--- EXERCISE BRIEF ---
Would you please restate every record exactly as written?

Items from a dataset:

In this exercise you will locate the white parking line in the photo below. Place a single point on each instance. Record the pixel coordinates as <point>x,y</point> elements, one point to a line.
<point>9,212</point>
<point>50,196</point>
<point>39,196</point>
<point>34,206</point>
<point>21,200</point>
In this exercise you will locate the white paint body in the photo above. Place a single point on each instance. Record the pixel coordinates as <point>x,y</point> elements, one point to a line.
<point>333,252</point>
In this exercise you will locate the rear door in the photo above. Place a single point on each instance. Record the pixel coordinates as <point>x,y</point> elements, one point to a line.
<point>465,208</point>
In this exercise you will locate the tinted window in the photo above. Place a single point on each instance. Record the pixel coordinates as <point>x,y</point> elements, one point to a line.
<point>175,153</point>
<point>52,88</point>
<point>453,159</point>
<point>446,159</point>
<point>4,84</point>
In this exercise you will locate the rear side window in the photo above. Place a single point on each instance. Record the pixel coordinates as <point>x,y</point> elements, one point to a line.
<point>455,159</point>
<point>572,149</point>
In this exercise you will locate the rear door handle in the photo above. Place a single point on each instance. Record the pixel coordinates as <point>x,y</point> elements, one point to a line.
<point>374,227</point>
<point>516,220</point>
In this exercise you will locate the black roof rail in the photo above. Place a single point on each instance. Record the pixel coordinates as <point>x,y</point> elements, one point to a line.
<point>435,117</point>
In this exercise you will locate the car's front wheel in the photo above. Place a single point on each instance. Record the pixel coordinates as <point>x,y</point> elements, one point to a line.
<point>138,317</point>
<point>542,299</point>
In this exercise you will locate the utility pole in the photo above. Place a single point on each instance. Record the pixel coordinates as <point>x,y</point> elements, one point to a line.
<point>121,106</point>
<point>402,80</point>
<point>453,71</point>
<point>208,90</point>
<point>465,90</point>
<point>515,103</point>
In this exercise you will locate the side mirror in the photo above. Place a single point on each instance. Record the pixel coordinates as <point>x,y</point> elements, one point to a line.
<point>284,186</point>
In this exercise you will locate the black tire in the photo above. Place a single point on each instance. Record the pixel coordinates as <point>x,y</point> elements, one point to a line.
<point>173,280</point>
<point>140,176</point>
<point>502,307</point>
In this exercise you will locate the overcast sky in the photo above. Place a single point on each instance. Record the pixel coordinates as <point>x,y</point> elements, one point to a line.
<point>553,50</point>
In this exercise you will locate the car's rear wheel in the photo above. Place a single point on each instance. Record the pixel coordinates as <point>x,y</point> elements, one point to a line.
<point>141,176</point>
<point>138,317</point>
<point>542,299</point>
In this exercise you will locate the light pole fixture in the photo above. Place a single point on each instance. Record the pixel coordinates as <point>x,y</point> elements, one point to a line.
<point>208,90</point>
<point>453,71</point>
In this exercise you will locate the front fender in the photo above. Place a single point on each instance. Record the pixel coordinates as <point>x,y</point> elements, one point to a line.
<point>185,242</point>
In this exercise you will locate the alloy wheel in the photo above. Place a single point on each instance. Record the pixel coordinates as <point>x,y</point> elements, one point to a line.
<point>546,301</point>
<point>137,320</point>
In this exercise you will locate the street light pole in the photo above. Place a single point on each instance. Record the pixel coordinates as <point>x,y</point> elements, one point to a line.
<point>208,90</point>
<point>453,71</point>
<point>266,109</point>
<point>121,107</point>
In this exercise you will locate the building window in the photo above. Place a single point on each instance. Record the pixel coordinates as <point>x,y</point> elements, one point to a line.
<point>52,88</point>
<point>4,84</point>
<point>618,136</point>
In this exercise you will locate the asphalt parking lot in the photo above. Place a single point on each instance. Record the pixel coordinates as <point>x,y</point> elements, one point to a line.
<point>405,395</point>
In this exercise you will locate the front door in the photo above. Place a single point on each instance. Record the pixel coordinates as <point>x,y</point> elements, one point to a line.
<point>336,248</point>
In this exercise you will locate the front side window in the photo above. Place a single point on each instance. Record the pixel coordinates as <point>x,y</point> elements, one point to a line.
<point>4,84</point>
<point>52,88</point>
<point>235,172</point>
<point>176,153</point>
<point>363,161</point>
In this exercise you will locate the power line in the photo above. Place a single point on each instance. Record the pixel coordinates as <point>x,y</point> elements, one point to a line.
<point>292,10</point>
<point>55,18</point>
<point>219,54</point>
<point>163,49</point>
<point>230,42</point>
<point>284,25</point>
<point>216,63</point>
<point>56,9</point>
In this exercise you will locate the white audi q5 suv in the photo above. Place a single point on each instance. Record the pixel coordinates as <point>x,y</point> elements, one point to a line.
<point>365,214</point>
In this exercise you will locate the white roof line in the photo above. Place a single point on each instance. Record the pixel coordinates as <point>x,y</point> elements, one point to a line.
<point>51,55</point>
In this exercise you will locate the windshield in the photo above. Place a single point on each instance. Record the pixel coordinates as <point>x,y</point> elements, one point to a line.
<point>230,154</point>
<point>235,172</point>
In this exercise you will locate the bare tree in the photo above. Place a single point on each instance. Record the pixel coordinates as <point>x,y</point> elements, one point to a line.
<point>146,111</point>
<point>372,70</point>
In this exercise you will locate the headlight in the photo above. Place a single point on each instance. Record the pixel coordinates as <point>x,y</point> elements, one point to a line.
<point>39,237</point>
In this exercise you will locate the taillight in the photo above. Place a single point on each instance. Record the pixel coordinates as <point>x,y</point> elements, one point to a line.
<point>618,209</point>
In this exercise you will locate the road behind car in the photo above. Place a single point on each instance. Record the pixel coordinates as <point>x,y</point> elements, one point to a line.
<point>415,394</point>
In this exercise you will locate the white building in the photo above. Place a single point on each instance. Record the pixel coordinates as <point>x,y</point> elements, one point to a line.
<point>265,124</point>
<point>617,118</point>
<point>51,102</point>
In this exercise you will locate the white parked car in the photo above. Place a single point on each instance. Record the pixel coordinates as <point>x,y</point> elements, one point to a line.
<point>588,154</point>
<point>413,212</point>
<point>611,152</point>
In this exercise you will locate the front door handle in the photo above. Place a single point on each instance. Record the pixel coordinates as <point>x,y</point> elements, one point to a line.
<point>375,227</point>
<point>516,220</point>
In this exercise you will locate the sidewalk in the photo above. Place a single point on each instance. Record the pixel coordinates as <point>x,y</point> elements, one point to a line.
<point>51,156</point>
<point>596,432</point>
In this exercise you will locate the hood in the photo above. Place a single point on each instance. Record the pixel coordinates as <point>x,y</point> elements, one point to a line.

--- TASK SOLUTION ---
In this exercise you will locate the white parking line in the photo below. Place a single point on each instance. Record the pixel coordinates as <point>x,y</point> elements, one point to a line.
<point>9,212</point>
<point>50,196</point>
<point>39,196</point>
<point>34,206</point>
<point>21,200</point>
In this exercise you will locate the white paint body in the photo above. Place a single point on each instance. Record the pixel coordinates as <point>x,y</point> elements, one point to a line.
<point>333,252</point>
In this exercise you will locate the rear door in the photo above. Place a single point on each instance. Record the pixel coordinates as <point>x,y</point> elements, one point to a line.
<point>465,208</point>
In this exercise you will locate the tinted window in the photo above. Place a single point on each instance. Record the pixel coordinates as <point>x,y</point> elements, one point to a line.
<point>175,153</point>
<point>52,88</point>
<point>453,159</point>
<point>446,159</point>
<point>4,84</point>
In this exercise you will locate the rear side window in the photo above. Place a single point on each instance. Record the pixel coordinates as <point>x,y</point> elements, one point to a line.
<point>455,159</point>
<point>572,149</point>
In this exercise you will locate the rear door handle in the photo above. Place a single point on each instance. Record the pixel coordinates as <point>x,y</point> elements, one point to a line.
<point>374,227</point>
<point>516,220</point>
In this exercise you will locate the black roof rail in the photo above. Place a single point on each instance. Record the pixel coordinates as <point>x,y</point> elements, one point to a line.
<point>435,117</point>
In this exercise you will locate the car's front wheel in the photo above. Place a single point on each instance. Record the pixel coordinates as <point>x,y</point> elements, one point to a line.
<point>138,317</point>
<point>542,299</point>
In this exercise you will locate the utility pole in the photo above. Place a single point on each instance. Record the pixel coordinates as <point>x,y</point> elements, one point to a line.
<point>121,106</point>
<point>402,80</point>
<point>453,71</point>
<point>208,90</point>
<point>465,90</point>
<point>515,103</point>
In this exercise you will locate the side mirror in the photo above. Place a single point on each instance. Record the pixel coordinates as <point>x,y</point> elements, one point to a line.
<point>284,186</point>
In this exercise you will locate the black tire in the photo above. Place a single point on each instance. Record the pixel coordinates as <point>x,y</point> elements, one point to a line.
<point>173,280</point>
<point>140,176</point>
<point>502,307</point>
In this exercise you will locate the overcast sky in the photo above. Place a single point on each instance. Record the pixel coordinates as <point>x,y</point> elements, one point to a line.
<point>553,50</point>
In this exercise you will locate the car's rear wheel in the photo above. Place a single point on each instance. Record the pixel coordinates as <point>x,y</point> elements, one point to a line.
<point>141,176</point>
<point>138,317</point>
<point>542,299</point>
In this exercise you will locate the light pole fixture in the photo above. Place a single point on each instance. Record the pixel coordinates as <point>x,y</point> elements, one point to a line.
<point>208,90</point>
<point>453,71</point>
In this exercise you will locate the front fender in the photo above. Place a single point on each instance. Record the pixel coordinates as <point>x,y</point> elements, one point to a line.
<point>185,242</point>
In this exercise you will locate the alloy wheel in the photo above. Place a single point on each instance. Record the pixel coordinates as <point>x,y</point> elements, one point to a line.
<point>546,301</point>
<point>137,320</point>
In this exercise you will locate the street light pole in the photo above. Place a single point on each instance. Record the pixel coordinates as <point>x,y</point> elements, one point to a line.
<point>208,90</point>
<point>453,71</point>
<point>266,109</point>
<point>121,107</point>
In this exercise you will locate the building window in the photo above. Place a single point on each instance. Record the pixel coordinates as <point>x,y</point> elements, one point to a line.
<point>52,88</point>
<point>4,84</point>
<point>618,136</point>
In this exercise you will locate the asphalt parking lot in the photo above. Place a single point on each instance. Record the pixel coordinates as <point>x,y</point> elements, one point to a line.
<point>405,395</point>
In this exercise you will locate the front door in the photo above. Place a single point on each instance. Record the pixel coordinates as <point>x,y</point> elements, one point to a line.
<point>336,248</point>
In this exercise you will locate the front side window in the photo above. Place a single point on each instance. Record the pixel coordinates as <point>x,y</point> elements, one point to a line.
<point>4,84</point>
<point>52,88</point>
<point>235,172</point>
<point>176,153</point>
<point>363,161</point>
In this exercise you will locate the power line in the photo above. Place a single point on each instance. Record the pixel coordinates as <point>x,y</point> elements, one point to a line.
<point>292,10</point>
<point>55,18</point>
<point>219,54</point>
<point>163,49</point>
<point>230,42</point>
<point>284,25</point>
<point>216,63</point>
<point>56,9</point>
In this exercise you will locate the white audi q5 suv in the photo above. Place a single point on each instance. Record the pixel coordinates as <point>x,y</point> elements, one point to a line.
<point>365,214</point>
In this exercise you will locate the white roof line in the photo above. Place a single point on each instance. Record the pixel coordinates as <point>x,y</point> elements, one point to a line.
<point>51,55</point>
In this exercise you will locate the windshield in the photo above. Place a single point on each instance. Record the pixel coordinates as <point>x,y</point> elements, one point to a line.
<point>230,154</point>
<point>235,172</point>
In this exercise you will locate the bare tree in the photo above. Place a single point on each instance. Record the pixel coordinates as <point>x,y</point> elements, one point to a line.
<point>146,111</point>
<point>372,70</point>
In this exercise you will locate the headlight in the photo above. Place a single point on each instance. Record the pixel coordinates as <point>x,y</point> elements, one point to a line.
<point>39,237</point>
In this exercise you will locate the taillight in the photo above. Place a single point on each instance. Record the pixel coordinates as <point>x,y</point> elements, one point to a line.
<point>618,209</point>
In this exercise you will locate the road behind car in the photo above. Place a single point on each instance. Record the pixel coordinates as <point>x,y</point> elements, one point to a line.
<point>415,394</point>
In this exercise you will locate the white building in the photo above. Place a single point on each instance. Record the pixel coordinates as <point>x,y</point> elements, one point to a line.
<point>265,124</point>
<point>617,118</point>
<point>51,102</point>
In this exercise you will locate the white parked car in the photo above. Place a single point on each instance. Record the pixel coordinates as <point>x,y</point> elements, one point to a line.
<point>588,154</point>
<point>413,212</point>
<point>611,152</point>
In this exercise you will locate the front door handle in the photo above. Place a single point on each instance. Record the pixel coordinates as <point>x,y</point> elements, one point to a line.
<point>375,227</point>
<point>516,220</point>
In this exercise you will locate the sidewalk in the photo above. Place a single point on each instance. Record the pixel coordinates as <point>x,y</point> elements, one point to a line.
<point>51,156</point>
<point>596,432</point>
In this exercise you will locate the hood in the photo above. Place a single point on each instance. Record the pixel coordinates as <point>x,y</point> elements, one point to a line.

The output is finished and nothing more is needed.